*PROBLEM DETAILS*: Starting from the line containing "For practice, label the roof in", write out the rest of the entries exactly, through the final line, including nothing else.

*RECORDS FOR THIS TASK*:
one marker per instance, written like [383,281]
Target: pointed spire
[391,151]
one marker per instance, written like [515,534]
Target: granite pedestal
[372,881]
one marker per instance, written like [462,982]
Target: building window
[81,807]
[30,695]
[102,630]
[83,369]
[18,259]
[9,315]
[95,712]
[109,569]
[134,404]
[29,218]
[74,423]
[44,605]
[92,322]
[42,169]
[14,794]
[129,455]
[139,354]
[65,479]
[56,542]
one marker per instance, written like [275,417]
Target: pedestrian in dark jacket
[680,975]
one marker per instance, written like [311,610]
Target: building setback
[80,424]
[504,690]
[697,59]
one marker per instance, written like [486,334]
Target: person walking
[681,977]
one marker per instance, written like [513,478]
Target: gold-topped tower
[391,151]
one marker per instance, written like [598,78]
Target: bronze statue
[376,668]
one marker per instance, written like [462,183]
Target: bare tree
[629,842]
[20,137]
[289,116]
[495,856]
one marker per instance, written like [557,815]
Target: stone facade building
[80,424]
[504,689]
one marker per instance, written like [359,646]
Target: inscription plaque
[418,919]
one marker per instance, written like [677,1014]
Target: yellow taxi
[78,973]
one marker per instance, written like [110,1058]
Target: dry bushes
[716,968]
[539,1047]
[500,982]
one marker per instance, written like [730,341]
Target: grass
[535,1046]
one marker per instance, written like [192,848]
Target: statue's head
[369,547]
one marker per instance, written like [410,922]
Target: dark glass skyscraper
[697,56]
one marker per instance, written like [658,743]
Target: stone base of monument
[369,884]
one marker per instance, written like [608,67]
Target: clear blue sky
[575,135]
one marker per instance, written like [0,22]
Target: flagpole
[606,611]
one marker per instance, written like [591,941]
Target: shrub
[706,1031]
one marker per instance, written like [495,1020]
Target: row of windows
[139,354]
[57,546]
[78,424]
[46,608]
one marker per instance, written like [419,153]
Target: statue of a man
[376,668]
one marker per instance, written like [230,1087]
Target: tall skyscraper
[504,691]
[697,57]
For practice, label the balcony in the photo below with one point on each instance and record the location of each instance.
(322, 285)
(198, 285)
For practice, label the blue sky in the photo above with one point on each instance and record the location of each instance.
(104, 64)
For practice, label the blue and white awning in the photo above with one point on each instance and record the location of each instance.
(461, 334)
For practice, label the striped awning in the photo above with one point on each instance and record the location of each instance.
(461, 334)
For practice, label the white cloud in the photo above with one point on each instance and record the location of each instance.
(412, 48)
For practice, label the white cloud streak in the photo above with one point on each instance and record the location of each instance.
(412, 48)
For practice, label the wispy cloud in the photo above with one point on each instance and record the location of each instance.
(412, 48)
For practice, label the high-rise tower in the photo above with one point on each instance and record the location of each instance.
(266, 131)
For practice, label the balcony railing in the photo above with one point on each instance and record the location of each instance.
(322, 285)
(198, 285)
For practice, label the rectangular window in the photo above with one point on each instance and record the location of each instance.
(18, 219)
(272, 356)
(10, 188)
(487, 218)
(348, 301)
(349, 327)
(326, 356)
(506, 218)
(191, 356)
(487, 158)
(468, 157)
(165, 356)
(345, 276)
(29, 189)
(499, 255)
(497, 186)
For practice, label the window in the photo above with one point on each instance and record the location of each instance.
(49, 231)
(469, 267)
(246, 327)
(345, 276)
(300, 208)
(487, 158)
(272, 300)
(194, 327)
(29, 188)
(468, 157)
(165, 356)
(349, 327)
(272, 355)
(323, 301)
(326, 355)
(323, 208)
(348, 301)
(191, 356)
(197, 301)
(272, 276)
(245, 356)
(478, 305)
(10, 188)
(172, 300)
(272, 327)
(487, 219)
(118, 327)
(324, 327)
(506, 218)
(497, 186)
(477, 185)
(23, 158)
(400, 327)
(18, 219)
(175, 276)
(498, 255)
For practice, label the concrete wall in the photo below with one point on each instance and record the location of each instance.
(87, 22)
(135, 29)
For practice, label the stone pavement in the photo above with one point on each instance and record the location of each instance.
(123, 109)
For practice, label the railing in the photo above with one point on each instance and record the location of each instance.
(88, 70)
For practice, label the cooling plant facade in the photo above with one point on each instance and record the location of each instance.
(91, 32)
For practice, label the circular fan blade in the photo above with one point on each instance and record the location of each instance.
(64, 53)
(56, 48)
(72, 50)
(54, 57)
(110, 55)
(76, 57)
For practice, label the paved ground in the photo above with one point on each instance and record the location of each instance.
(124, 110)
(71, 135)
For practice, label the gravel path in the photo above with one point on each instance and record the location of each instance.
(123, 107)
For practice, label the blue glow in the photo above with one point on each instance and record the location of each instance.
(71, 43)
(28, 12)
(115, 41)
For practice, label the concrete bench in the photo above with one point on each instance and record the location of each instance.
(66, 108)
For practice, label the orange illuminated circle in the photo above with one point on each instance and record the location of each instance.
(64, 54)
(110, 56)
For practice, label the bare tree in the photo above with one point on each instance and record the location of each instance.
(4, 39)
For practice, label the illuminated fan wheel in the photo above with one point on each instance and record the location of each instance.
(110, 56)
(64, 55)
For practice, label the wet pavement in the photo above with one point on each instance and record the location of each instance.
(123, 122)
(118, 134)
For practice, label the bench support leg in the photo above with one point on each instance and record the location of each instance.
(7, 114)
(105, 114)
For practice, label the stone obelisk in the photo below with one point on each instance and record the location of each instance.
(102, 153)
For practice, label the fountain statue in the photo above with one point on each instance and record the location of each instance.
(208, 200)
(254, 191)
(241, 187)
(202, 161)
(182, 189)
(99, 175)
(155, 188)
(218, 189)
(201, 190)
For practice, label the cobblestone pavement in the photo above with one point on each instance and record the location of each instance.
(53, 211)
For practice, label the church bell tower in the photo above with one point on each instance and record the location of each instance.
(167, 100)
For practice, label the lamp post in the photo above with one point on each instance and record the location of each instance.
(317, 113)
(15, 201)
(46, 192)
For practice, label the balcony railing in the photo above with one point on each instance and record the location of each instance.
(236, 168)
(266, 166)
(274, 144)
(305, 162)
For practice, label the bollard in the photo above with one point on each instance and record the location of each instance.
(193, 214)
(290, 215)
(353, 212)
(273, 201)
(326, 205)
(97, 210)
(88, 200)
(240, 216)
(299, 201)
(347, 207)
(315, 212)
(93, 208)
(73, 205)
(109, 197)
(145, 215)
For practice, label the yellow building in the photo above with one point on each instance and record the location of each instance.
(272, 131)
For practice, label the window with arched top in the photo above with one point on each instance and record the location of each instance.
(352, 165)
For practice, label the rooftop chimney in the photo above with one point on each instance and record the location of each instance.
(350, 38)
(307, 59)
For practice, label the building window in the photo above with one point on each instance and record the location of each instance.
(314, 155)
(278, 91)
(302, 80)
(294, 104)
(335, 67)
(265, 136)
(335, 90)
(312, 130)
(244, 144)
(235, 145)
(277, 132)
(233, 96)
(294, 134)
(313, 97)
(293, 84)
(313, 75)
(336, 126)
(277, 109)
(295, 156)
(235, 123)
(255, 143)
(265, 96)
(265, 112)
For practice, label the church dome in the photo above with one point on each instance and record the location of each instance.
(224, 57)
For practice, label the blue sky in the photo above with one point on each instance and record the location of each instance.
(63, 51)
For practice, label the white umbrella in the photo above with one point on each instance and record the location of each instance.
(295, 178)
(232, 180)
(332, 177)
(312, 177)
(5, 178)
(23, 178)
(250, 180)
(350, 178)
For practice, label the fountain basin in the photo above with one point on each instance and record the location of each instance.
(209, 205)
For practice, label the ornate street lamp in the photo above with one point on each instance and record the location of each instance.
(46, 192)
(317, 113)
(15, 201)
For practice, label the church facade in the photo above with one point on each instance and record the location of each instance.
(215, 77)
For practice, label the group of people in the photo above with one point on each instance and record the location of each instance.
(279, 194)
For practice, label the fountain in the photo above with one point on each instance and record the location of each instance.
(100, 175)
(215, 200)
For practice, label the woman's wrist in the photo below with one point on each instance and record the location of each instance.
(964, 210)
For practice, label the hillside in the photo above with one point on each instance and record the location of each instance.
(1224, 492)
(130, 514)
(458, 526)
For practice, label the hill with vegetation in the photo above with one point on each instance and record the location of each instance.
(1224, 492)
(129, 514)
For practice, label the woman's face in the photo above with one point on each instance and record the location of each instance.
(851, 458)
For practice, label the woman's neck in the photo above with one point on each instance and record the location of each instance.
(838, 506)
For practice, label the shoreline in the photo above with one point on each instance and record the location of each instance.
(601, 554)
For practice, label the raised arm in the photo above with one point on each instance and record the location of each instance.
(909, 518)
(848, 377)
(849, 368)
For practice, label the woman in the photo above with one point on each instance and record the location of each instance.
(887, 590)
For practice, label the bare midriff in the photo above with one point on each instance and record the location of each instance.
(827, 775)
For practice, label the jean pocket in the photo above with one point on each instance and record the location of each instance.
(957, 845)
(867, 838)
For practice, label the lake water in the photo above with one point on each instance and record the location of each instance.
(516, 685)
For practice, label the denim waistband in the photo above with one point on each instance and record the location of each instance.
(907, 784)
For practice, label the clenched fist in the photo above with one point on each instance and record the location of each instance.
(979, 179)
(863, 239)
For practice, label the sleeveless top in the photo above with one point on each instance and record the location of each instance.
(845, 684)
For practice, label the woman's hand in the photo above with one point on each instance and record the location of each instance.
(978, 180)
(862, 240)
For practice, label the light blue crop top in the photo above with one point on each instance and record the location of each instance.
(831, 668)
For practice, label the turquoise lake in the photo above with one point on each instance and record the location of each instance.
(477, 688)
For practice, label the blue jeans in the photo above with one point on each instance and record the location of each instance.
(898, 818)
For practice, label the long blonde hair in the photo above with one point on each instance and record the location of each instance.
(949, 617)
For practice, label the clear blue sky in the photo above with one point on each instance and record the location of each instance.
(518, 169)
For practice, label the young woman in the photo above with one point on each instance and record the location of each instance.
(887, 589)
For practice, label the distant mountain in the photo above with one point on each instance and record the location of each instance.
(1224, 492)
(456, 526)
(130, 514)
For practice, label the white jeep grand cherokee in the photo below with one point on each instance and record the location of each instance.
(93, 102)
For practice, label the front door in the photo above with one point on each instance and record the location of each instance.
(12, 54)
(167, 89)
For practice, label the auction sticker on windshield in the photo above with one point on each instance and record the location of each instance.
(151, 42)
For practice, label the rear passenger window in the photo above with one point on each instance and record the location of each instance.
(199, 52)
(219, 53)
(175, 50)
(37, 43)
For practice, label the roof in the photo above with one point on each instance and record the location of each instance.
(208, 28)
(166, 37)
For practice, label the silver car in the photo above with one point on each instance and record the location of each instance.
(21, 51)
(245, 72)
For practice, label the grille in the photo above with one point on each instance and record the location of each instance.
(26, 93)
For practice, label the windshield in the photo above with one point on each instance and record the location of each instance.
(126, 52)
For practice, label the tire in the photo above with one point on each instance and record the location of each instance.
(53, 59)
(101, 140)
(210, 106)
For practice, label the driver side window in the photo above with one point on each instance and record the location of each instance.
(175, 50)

*EXERCISE ANSWER*:
For practice, label the roof in the photo above with one point on each instance and record the location of each instance.
(208, 28)
(166, 37)
For practice, label the silver car in the photo above with one point on each instance and record the location of each instance.
(21, 51)
(245, 72)
For practice, label the grille in the photo above with one point on each instance and record the location of each instance.
(26, 93)
For practice, label the windshield in the photo above with one point on each instance and record the location of each instance.
(126, 52)
For practice, label the tire in the photo above with one point on each instance and record the location of each instance.
(53, 59)
(101, 140)
(210, 106)
For practice, label the driver side window in the photo above with one point on each instance and record the location of each instance.
(175, 50)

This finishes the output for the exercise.